» **To do**: Your reply should consist of the entries, copied exactly and stripped of images.

» **Exercise data**:
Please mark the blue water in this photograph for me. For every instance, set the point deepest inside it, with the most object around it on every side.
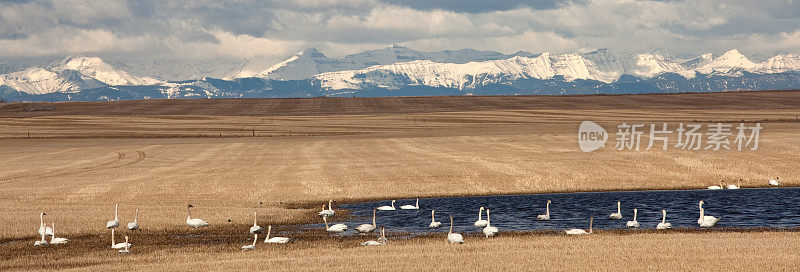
(744, 208)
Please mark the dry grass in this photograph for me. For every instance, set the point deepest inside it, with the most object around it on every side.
(86, 156)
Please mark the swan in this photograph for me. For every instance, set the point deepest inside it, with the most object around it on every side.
(581, 231)
(274, 240)
(114, 223)
(329, 212)
(546, 216)
(434, 223)
(634, 223)
(381, 241)
(454, 238)
(489, 231)
(664, 224)
(115, 245)
(135, 224)
(54, 240)
(617, 215)
(411, 207)
(480, 223)
(706, 220)
(194, 222)
(734, 187)
(44, 230)
(367, 228)
(253, 246)
(127, 248)
(774, 182)
(387, 208)
(335, 227)
(255, 228)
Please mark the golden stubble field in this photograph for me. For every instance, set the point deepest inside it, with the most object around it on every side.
(232, 157)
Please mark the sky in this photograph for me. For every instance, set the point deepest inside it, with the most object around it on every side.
(241, 29)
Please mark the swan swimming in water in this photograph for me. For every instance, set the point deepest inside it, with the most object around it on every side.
(434, 223)
(617, 215)
(581, 231)
(634, 223)
(480, 223)
(194, 222)
(114, 223)
(546, 216)
(274, 240)
(664, 224)
(367, 228)
(706, 220)
(454, 238)
(411, 207)
(387, 208)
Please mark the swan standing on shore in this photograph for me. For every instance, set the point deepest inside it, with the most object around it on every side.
(434, 223)
(706, 220)
(253, 246)
(617, 215)
(367, 228)
(255, 228)
(135, 224)
(634, 223)
(194, 222)
(387, 208)
(454, 238)
(581, 231)
(274, 240)
(335, 227)
(480, 223)
(54, 240)
(734, 187)
(664, 224)
(411, 207)
(114, 223)
(44, 230)
(489, 231)
(546, 216)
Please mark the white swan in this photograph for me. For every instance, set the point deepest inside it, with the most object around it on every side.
(115, 245)
(367, 228)
(634, 223)
(255, 228)
(454, 238)
(480, 223)
(617, 215)
(44, 230)
(194, 222)
(335, 227)
(581, 231)
(706, 220)
(734, 187)
(664, 224)
(135, 224)
(774, 182)
(329, 212)
(381, 241)
(126, 250)
(54, 240)
(114, 223)
(489, 231)
(434, 223)
(274, 240)
(387, 208)
(411, 207)
(546, 216)
(253, 246)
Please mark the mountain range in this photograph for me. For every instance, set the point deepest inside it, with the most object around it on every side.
(396, 71)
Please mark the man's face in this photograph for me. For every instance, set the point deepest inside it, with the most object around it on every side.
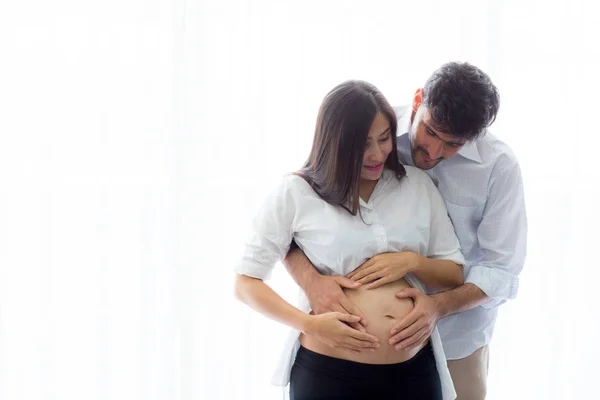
(429, 145)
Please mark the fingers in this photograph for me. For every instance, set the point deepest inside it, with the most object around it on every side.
(350, 349)
(346, 283)
(358, 326)
(362, 336)
(359, 344)
(361, 268)
(408, 292)
(379, 282)
(363, 272)
(347, 317)
(404, 323)
(352, 309)
(414, 341)
(407, 334)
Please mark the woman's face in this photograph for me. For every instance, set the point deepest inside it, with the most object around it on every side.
(378, 148)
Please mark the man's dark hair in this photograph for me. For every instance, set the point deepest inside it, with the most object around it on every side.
(462, 100)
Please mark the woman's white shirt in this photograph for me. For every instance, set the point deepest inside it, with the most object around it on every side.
(406, 214)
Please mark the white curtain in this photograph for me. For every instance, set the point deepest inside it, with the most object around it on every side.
(137, 139)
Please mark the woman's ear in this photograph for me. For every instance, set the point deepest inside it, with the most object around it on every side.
(418, 99)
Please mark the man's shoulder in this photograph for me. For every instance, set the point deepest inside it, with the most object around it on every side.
(497, 153)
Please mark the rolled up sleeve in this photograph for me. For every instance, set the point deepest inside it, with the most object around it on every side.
(270, 234)
(502, 236)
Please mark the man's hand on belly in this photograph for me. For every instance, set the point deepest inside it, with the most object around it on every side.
(325, 294)
(414, 329)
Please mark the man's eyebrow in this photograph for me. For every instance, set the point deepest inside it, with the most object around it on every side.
(386, 131)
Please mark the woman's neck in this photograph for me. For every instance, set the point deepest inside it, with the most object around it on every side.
(366, 189)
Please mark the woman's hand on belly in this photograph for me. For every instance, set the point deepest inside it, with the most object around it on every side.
(385, 268)
(331, 328)
(416, 327)
(384, 311)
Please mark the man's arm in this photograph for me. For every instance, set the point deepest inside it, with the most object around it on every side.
(502, 236)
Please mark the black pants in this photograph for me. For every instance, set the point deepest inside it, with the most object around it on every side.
(316, 376)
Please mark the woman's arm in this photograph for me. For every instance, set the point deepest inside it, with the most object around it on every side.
(329, 328)
(436, 275)
(259, 296)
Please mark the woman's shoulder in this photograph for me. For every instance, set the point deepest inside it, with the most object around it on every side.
(294, 183)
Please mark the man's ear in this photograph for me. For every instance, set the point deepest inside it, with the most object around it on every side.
(418, 99)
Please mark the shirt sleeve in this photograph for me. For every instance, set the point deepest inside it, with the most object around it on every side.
(443, 242)
(502, 236)
(270, 234)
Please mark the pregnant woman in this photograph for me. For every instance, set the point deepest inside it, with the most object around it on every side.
(350, 202)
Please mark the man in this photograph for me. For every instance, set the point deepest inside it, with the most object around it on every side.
(444, 132)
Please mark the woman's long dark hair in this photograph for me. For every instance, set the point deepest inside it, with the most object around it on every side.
(336, 158)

» **Final answer**:
Please mark the blue water in this photograph for me. For every instance, set the point deepest inside it, with the most object around it on every side.
(744, 208)
Please mark the dry grass in this photograph for me. For every instance, set the point deepest inside it, with the most object around it on every side.
(86, 156)
Please mark the swan in this photograph for me. For every instance, set the point deepest inside it, with the most object around it on every side.
(581, 231)
(274, 240)
(114, 223)
(329, 212)
(546, 216)
(434, 223)
(634, 223)
(381, 241)
(454, 238)
(489, 231)
(664, 224)
(115, 245)
(135, 224)
(54, 240)
(617, 215)
(411, 207)
(480, 223)
(706, 220)
(194, 222)
(734, 187)
(44, 230)
(367, 228)
(253, 246)
(127, 248)
(774, 182)
(387, 208)
(335, 227)
(255, 228)
Please mark the golden stubble field in this photograph for me. For every instance, set the point deepest inside it, with the most object around it on every side.
(232, 157)
Please mark the sky in this photograph for me. For every instance, set the point deepest inside it, with the most object around it on every side.
(241, 29)
Please mark the swan swimming in water in this photograph for me. For every instance, set the point deepest inside it, with the most object around it on every side.
(434, 223)
(617, 215)
(581, 231)
(634, 223)
(480, 223)
(194, 222)
(114, 223)
(546, 216)
(274, 240)
(664, 224)
(367, 228)
(706, 220)
(454, 238)
(411, 207)
(387, 208)
Please mark the swan standing on shore in this photograph for me. For every instance, set the point deepest inside it, with the most object around it on every side.
(434, 223)
(706, 220)
(253, 246)
(617, 215)
(367, 228)
(255, 228)
(135, 224)
(634, 223)
(194, 222)
(387, 208)
(454, 238)
(581, 231)
(274, 240)
(335, 227)
(480, 223)
(54, 240)
(734, 187)
(664, 224)
(411, 207)
(114, 223)
(44, 230)
(489, 231)
(546, 216)
Please mark the white swan in this photograph for me. For every instance, set the point deepest inside it, with the most object around it on every side.
(115, 245)
(367, 228)
(634, 223)
(255, 228)
(454, 238)
(480, 223)
(617, 215)
(44, 230)
(194, 222)
(335, 227)
(581, 231)
(706, 220)
(734, 187)
(664, 224)
(135, 224)
(774, 182)
(329, 212)
(381, 241)
(126, 250)
(54, 240)
(114, 223)
(489, 231)
(434, 223)
(274, 240)
(387, 208)
(411, 207)
(546, 216)
(253, 246)
Please mark the mountain range in this photograph for me. For every instance, set the point deepest inside it, with the most object around it on every side.
(396, 71)
Please mark the man's face in this photograph for me. For every instance, set the point deepest inside it, with the most object around it on every side.
(429, 145)
Please mark the fingers in this photograph for me. For every instance, set the point deepest inside it, with the most object around it on every side.
(350, 349)
(346, 283)
(358, 326)
(362, 336)
(359, 344)
(361, 268)
(408, 292)
(379, 282)
(363, 272)
(347, 317)
(404, 323)
(352, 309)
(414, 341)
(407, 334)
Please mark the woman's face in this photograph for me. For every instance, set the point deepest inside it, with the most object around it on every side.
(378, 148)
Please mark the man's dark hair in this photograph for me. For every instance, set the point deepest inside it, with the most object around it on every side.
(462, 100)
Please mark the woman's white shirt in this photograph for me. For every instance, set the point deepest inside it, with the most object around it on every side.
(406, 214)
Please mark the white curtain in this photograph for me. For every instance, set the point deepest inside it, with the most object around it on every side.
(137, 139)
Please mark the woman's ear in this photograph for me. For every instance, set the point deepest inside it, with the most object around it on every side.
(418, 99)
Please mark the man's shoulder in this photograph for me. For every instance, set the point deepest inside it, with the most object around it on every side.
(497, 153)
Please mark the rolled up sleeve in this photograph for me. For every instance, set the point deepest inside it, with the most object around it on every side.
(270, 234)
(502, 236)
Please mark the man's hand on belly in this photograph for me. For every instance, set the point deepest inside it, with the most object around it on every side.
(325, 294)
(414, 329)
Please mark the man's eyebrow in this photograph for me. For every instance, set the point deepest inside it, with the most object around it on every side.
(386, 131)
Please mark the woman's neck in this photograph for me. For every instance, set the point deepest inside it, with the most object around it on every side.
(366, 189)
Please mark the woman's hand on belly in this photograph for me. For every instance, set the point deepest inside it, with the most object around it on every side.
(385, 268)
(331, 328)
(416, 327)
(384, 311)
Please mark the man's arm in this photograph for me. For every instance, set the point deepest inside it, with the most object around it on every side.
(502, 236)
Please mark the black pants in this photograph for me. For every instance, set the point deepest inside it, with the most object around it on every side.
(316, 376)
Please mark the woman's arm in this photograph for me. For every instance, set the point deepest inside it, with the most object around it on every side.
(329, 328)
(436, 275)
(259, 296)
Please mark the woman's shoulder in this photograph for me. For every instance, set the point deepest inside it, with the most object around it on every side.
(294, 183)
Please mark the man's ear in this photograph for me. For every instance, set the point deepest inside it, with the most object around it on every side.
(418, 99)
Please mark the shirt sleeve in this photograph for me. For every instance, set the point deepest inside it, with the most object around it on every side.
(443, 242)
(502, 236)
(270, 234)
Please mark the pregnant woman in this photograph for me. For every instance, set the point deepest inside it, with the most object around it on every side.
(350, 202)
Please mark the man in this photograph for me. For every instance, set the point deepest inside it, with the most object around it on every side.
(444, 132)
Please mark the woman's long dark hair in this photograph for me. For every instance, set the point deepest inside it, with the most object around it on every side.
(336, 158)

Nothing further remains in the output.